▸ **Task details**: Can you retype the lines below exactly as they appear, leaving out the pictures?

▸ **Provided data**:
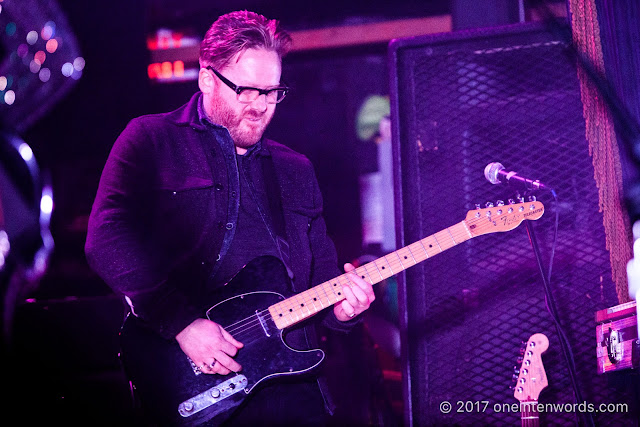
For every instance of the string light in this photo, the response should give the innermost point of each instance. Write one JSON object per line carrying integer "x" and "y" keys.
{"x": 67, "y": 69}
{"x": 32, "y": 37}
{"x": 48, "y": 30}
{"x": 10, "y": 97}
{"x": 45, "y": 75}
{"x": 52, "y": 45}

▸ **Reply to the task**:
For every instance of the string light in this photo, the response should give the innermost point of each instance. Write one JSON object per line carrying integer "x" and "y" keys.
{"x": 67, "y": 69}
{"x": 32, "y": 37}
{"x": 48, "y": 30}
{"x": 10, "y": 97}
{"x": 45, "y": 75}
{"x": 52, "y": 45}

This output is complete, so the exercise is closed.